• _Direction_: Please return every line below that contains the word "water", copied in full.

[START OF Records for this task]

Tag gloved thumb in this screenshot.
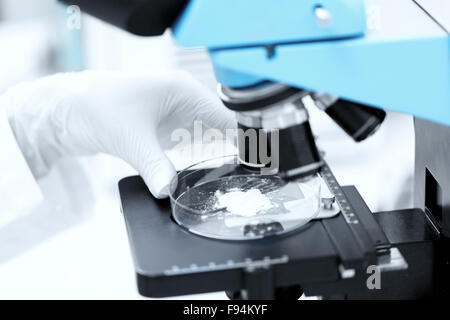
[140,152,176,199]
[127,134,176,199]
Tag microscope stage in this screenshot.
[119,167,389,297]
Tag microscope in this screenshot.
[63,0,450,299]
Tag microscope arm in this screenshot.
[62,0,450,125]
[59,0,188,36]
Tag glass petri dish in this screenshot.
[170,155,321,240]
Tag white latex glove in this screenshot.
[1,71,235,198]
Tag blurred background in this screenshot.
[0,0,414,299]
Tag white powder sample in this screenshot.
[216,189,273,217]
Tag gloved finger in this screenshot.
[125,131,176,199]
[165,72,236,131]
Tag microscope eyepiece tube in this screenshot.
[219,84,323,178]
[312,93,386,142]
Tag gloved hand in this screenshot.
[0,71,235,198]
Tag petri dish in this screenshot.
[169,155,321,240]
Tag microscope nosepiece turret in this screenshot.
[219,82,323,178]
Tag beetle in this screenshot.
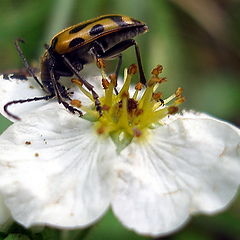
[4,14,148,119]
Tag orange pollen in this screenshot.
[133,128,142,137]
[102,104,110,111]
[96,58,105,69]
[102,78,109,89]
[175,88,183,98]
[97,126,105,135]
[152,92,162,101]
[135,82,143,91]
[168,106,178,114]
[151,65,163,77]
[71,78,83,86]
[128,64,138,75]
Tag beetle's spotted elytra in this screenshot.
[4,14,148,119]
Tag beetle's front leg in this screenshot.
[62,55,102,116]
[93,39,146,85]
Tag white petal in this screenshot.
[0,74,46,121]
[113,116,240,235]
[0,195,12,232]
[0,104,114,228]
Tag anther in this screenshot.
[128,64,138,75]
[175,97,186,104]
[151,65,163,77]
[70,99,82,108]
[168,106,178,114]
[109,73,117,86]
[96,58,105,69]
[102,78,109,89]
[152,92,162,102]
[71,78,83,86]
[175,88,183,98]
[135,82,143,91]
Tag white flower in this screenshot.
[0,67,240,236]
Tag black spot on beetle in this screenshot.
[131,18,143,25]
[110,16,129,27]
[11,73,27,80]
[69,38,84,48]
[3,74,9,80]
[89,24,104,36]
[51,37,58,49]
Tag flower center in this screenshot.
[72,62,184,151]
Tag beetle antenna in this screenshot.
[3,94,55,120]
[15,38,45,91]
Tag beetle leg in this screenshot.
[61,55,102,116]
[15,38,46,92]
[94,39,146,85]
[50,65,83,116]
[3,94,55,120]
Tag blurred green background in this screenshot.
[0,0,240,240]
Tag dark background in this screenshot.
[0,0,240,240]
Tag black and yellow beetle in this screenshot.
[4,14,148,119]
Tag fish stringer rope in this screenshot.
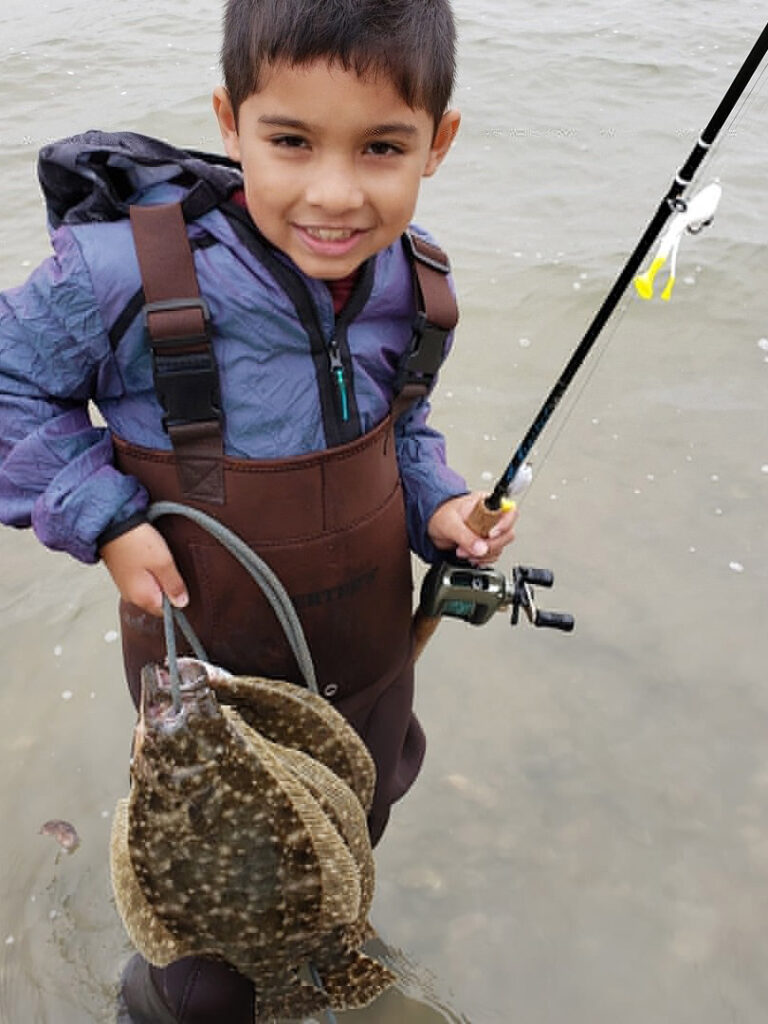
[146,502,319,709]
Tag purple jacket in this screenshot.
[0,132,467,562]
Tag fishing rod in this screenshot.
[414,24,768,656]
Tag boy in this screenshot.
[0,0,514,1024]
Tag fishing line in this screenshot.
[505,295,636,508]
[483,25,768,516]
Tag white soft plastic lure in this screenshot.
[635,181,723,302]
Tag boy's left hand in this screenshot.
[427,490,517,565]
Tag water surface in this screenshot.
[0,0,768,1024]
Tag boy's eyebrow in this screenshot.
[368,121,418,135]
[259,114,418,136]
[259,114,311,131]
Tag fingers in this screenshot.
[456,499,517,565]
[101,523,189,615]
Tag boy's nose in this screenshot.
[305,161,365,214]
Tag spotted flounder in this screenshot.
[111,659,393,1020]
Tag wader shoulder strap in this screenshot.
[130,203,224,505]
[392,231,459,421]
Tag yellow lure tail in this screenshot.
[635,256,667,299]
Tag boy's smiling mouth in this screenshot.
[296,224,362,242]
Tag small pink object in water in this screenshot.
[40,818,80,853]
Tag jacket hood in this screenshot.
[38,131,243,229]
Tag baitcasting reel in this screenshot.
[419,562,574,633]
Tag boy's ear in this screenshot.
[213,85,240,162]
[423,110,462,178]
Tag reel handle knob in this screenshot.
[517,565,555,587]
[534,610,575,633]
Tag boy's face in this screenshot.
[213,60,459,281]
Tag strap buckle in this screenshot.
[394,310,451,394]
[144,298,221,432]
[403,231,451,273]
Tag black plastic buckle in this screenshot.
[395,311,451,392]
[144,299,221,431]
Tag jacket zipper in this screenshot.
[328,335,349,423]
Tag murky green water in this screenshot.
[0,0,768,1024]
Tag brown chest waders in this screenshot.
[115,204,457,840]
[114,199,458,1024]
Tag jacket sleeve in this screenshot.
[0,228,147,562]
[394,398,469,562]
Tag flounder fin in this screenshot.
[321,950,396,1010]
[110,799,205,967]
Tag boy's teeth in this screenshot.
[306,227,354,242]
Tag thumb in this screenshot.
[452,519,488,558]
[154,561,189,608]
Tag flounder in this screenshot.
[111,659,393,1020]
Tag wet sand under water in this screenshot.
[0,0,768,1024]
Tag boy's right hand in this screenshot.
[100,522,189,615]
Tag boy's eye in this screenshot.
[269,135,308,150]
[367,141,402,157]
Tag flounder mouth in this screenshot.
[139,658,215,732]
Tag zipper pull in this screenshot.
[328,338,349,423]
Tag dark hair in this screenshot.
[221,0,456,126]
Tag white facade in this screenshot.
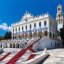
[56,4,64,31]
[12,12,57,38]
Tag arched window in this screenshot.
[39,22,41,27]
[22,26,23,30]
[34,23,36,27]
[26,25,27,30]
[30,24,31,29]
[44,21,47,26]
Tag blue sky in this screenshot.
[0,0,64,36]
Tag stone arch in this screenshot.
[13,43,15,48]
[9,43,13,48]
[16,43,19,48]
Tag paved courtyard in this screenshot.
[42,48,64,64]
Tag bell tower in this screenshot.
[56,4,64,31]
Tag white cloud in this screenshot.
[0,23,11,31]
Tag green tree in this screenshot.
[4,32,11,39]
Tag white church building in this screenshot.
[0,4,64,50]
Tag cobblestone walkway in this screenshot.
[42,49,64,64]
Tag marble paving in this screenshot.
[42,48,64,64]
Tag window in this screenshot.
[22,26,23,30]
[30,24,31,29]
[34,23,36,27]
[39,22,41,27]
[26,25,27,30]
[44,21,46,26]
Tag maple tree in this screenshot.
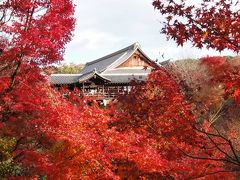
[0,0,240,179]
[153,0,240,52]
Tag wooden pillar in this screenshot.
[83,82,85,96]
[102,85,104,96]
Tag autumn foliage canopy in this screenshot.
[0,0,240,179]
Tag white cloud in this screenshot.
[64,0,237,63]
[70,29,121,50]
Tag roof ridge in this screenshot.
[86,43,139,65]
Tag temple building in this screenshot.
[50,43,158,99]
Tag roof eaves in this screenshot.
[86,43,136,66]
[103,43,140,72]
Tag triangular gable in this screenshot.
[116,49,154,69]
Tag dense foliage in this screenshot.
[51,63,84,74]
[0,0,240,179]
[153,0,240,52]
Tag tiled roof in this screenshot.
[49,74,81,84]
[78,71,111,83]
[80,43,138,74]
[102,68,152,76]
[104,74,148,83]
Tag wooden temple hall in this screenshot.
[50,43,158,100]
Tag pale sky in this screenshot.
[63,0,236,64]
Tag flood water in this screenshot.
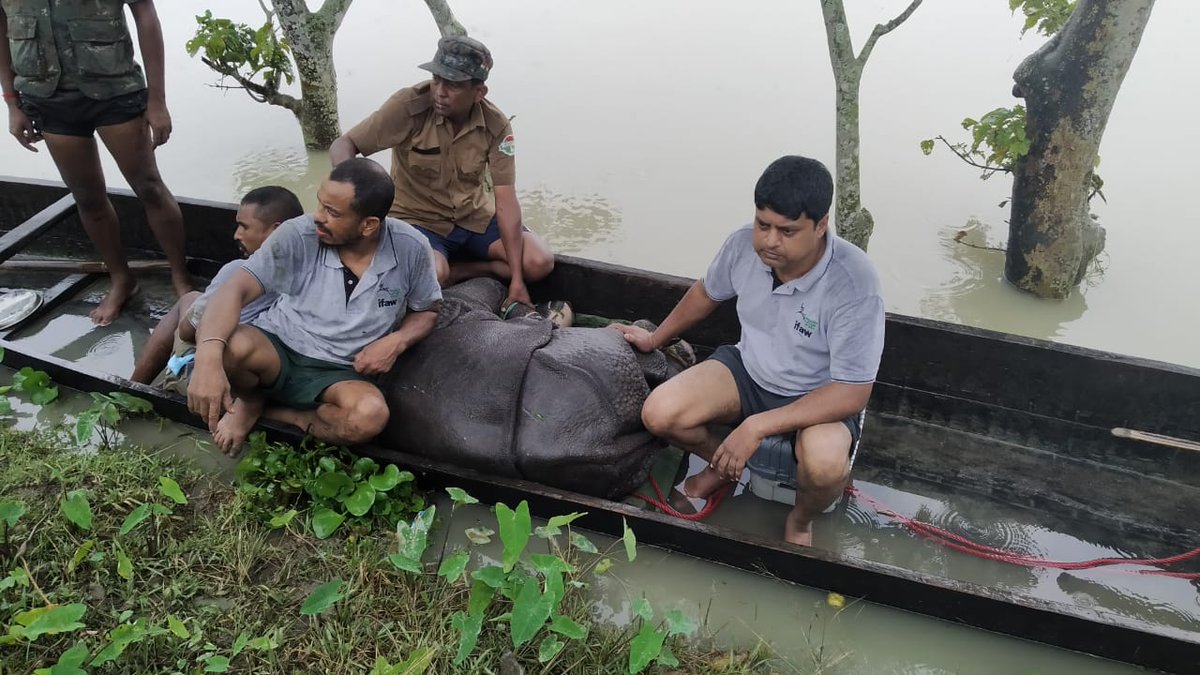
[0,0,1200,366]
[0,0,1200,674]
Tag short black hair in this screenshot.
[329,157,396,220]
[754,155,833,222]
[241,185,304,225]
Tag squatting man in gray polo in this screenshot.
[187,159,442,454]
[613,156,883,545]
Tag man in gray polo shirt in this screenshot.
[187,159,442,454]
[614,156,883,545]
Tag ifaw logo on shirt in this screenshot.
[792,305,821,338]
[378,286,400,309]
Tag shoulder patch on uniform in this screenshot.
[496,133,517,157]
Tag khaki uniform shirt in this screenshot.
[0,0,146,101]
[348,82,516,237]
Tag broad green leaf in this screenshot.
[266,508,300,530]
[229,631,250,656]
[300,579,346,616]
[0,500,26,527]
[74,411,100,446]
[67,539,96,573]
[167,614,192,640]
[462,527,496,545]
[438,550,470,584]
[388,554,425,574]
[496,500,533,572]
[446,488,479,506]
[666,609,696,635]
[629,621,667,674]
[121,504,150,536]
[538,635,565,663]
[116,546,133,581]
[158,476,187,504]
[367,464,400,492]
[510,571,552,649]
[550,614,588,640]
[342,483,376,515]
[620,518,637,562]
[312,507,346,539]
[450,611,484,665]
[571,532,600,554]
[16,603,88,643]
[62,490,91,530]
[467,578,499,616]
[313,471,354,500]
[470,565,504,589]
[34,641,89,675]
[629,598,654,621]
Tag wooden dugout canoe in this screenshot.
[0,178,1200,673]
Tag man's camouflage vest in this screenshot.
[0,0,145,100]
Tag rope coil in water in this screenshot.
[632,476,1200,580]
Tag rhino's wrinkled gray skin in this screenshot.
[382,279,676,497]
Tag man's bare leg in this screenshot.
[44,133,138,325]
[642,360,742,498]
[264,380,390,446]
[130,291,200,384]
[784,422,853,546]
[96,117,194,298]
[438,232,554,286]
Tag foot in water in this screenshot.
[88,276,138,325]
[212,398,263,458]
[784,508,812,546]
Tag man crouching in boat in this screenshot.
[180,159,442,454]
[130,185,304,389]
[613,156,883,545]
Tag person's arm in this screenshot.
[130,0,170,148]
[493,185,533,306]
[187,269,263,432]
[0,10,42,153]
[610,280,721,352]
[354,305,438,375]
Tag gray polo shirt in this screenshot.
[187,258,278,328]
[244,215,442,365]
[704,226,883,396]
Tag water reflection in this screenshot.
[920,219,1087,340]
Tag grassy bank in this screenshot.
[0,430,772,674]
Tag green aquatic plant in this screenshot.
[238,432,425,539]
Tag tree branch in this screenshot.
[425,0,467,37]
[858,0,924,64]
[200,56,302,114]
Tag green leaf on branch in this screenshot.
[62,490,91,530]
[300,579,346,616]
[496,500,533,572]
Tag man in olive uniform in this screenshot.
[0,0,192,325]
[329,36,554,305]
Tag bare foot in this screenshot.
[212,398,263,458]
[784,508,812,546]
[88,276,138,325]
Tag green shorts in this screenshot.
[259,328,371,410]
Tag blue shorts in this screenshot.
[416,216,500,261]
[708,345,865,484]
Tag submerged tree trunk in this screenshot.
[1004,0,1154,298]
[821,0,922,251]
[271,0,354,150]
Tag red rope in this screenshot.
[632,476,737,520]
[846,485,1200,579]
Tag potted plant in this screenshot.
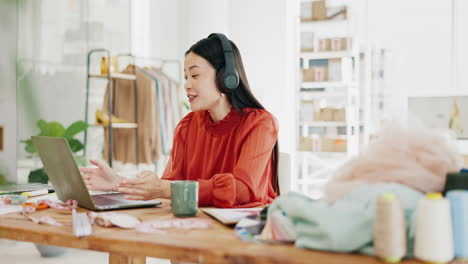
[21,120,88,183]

[END OF Records for this task]

• _Response to this task_:
Tag water surface in this screenshot.
Tag small pink object in water in this screenshot.
Tag murky green water in this screenshot.
Tag wet sand under water in this screenshot.
Tag flood water in this screenshot.
Tag rope coil in water in this screenshot.
Tag foot in water in this screenshot.
Tag water reflection in this screenshot.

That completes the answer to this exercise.